### Entries ###

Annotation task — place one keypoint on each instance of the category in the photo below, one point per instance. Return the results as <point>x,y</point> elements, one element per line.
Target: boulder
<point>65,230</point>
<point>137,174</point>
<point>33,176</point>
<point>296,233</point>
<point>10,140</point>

###

** Exercise aim **
Copy out the lines from the first one up to and including the line with "<point>296,233</point>", substituting "rock" for "boulder" and changing nothing else.

** Answer in full **
Annotation task — place one keypoint on each instance of the category in the photo below, one point per instance. Return the results as <point>x,y</point> elements, one element per line.
Target: rock
<point>65,230</point>
<point>137,174</point>
<point>33,176</point>
<point>296,233</point>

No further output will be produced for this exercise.